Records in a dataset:

+++

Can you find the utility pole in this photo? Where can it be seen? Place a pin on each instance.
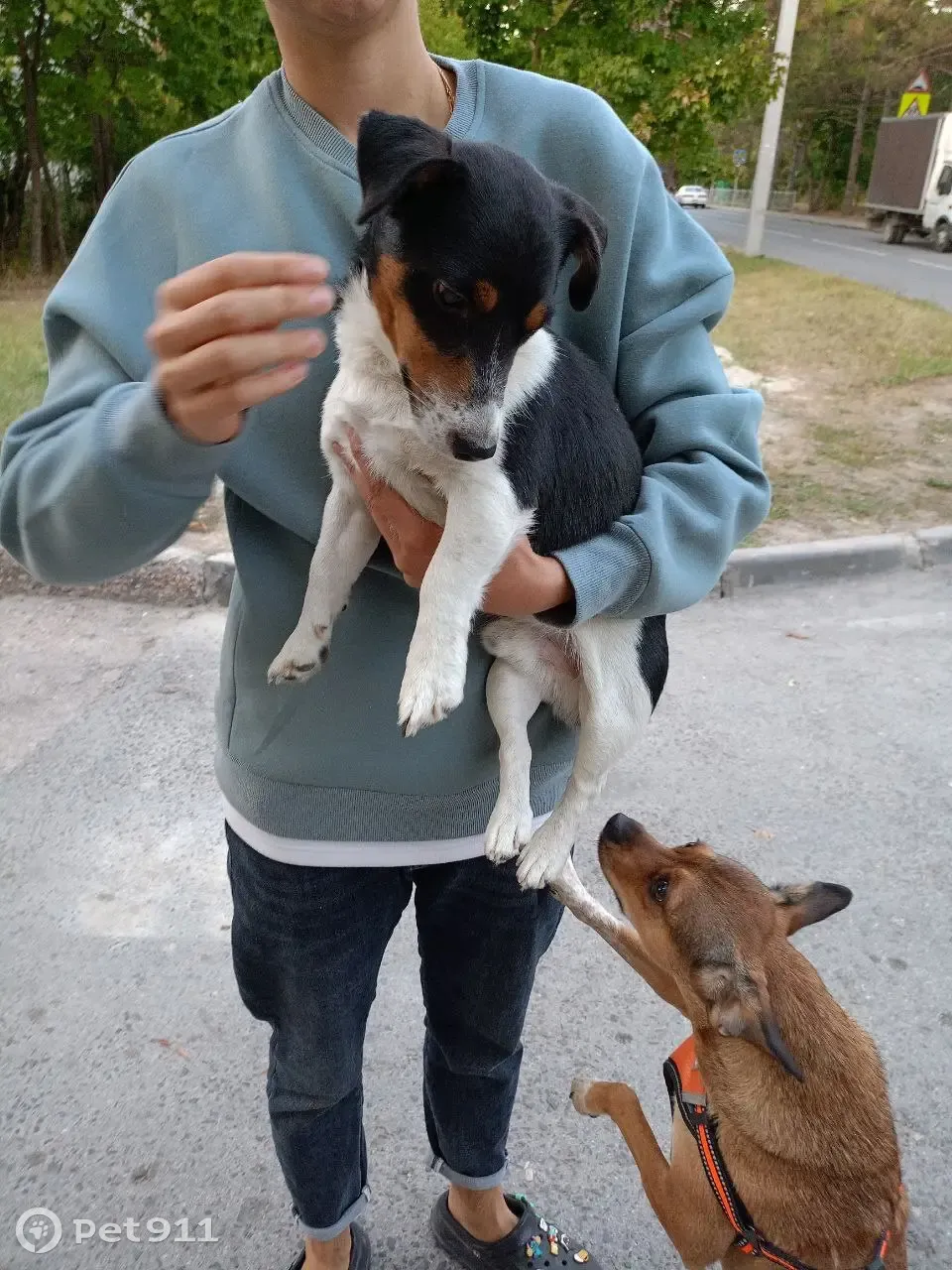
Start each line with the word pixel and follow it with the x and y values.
pixel 771 131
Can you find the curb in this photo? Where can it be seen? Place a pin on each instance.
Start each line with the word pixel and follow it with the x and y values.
pixel 188 578
pixel 835 558
pixel 839 222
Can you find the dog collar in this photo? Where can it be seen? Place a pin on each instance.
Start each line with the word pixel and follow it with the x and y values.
pixel 685 1088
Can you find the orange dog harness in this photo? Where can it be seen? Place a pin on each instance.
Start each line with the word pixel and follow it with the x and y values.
pixel 687 1092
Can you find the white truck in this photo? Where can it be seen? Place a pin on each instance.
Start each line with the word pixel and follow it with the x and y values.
pixel 910 183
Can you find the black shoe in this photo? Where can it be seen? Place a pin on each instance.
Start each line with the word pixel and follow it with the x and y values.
pixel 359 1251
pixel 535 1242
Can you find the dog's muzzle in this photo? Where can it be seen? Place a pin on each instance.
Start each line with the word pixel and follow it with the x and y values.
pixel 470 451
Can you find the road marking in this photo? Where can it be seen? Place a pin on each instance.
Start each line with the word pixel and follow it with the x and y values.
pixel 846 246
pixel 911 621
pixel 932 264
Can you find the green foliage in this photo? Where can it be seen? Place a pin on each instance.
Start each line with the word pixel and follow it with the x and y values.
pixel 113 76
pixel 671 68
pixel 443 31
pixel 852 60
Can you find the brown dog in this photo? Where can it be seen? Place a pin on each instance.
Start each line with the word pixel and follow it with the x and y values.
pixel 785 1111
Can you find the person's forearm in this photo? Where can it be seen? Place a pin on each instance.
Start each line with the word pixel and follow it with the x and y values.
pixel 89 490
pixel 530 584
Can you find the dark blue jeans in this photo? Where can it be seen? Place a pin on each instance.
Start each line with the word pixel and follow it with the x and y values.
pixel 307 945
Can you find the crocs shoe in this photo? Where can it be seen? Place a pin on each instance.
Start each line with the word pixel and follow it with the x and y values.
pixel 534 1245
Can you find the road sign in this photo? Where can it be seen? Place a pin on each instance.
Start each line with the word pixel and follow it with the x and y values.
pixel 914 104
pixel 916 98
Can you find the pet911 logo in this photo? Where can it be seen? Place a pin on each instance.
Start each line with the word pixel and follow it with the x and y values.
pixel 40 1230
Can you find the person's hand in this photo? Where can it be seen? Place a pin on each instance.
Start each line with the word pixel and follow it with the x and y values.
pixel 216 340
pixel 526 584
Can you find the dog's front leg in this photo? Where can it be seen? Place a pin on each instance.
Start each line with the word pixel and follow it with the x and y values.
pixel 682 1202
pixel 347 541
pixel 616 931
pixel 483 524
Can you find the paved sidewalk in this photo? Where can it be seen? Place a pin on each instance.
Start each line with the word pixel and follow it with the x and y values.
pixel 131 1080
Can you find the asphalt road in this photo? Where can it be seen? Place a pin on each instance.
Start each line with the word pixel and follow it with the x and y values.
pixel 131 1080
pixel 911 268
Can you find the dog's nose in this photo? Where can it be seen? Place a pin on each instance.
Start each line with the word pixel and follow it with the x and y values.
pixel 467 449
pixel 621 829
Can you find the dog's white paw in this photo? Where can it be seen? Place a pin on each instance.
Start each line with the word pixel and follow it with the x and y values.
pixel 542 860
pixel 303 656
pixel 579 1096
pixel 508 830
pixel 429 693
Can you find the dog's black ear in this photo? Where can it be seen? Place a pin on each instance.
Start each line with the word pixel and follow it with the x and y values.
pixel 802 906
pixel 398 157
pixel 585 236
pixel 739 1006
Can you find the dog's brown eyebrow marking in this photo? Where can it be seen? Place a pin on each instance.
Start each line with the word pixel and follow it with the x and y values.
pixel 429 370
pixel 485 295
pixel 536 317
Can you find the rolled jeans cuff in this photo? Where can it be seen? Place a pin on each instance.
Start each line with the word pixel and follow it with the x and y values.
pixel 442 1167
pixel 322 1233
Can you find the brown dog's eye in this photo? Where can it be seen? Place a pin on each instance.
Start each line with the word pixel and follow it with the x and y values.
pixel 448 299
pixel 658 889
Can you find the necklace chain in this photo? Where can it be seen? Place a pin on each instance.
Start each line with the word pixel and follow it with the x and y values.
pixel 447 86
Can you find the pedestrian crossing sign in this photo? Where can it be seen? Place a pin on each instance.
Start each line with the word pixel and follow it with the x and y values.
pixel 916 98
pixel 914 104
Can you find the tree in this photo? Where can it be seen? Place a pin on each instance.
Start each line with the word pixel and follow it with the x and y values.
pixel 93 81
pixel 852 59
pixel 443 31
pixel 671 68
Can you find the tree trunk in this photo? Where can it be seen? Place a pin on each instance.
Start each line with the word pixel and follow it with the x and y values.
pixel 13 202
pixel 28 71
pixel 856 153
pixel 58 212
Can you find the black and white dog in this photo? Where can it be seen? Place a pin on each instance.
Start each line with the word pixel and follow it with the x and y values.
pixel 489 425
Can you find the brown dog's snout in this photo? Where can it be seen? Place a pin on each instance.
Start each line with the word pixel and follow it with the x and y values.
pixel 621 829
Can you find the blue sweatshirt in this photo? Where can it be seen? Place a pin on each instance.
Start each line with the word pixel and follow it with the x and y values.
pixel 96 479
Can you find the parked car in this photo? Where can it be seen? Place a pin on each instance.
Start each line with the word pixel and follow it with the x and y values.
pixel 692 195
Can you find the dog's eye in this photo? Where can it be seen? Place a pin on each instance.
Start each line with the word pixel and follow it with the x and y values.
pixel 447 298
pixel 658 889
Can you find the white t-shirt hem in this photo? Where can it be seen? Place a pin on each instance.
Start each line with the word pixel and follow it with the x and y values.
pixel 317 853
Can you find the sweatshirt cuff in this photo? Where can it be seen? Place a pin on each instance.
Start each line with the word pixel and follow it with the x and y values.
pixel 145 440
pixel 608 572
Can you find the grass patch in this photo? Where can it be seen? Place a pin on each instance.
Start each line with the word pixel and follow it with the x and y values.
pixel 787 320
pixel 22 356
pixel 865 444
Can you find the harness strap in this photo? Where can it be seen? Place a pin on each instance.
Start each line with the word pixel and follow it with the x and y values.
pixel 685 1089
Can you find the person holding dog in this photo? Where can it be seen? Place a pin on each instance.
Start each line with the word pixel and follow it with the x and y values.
pixel 185 340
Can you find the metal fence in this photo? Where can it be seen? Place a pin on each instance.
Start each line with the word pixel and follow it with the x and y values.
pixel 780 199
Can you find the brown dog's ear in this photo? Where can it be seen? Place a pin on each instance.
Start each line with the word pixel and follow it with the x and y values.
pixel 739 1006
pixel 585 238
pixel 398 157
pixel 815 902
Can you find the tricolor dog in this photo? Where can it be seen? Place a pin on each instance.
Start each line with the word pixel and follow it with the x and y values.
pixel 488 423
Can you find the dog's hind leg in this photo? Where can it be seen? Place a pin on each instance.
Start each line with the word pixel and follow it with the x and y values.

+++

* _TASK DIRECTIONS_
Put the lines from the one containing "Can you find the brown dog in" through the one containing "pixel 530 584", both included, into a Markdown table with the columns Row and Line. Leave out any blank lines.

* _RESPONSE TO THIS TASK_
| Row | Line |
|---|---|
| 1 | Can you find the brown dog in this photo? Where can it be seen? Place a pin on each instance. |
| 2 | Start each line with the word pixel and follow it with the x and y values. |
| 3 | pixel 785 1111 |
| 4 | Can you find the person's forearm in this photo? Where can it be seen? Place a pin on each instance. |
| 5 | Start each line with the word pixel and follow it with the x and y values. |
| 6 | pixel 89 490 |
| 7 | pixel 530 584 |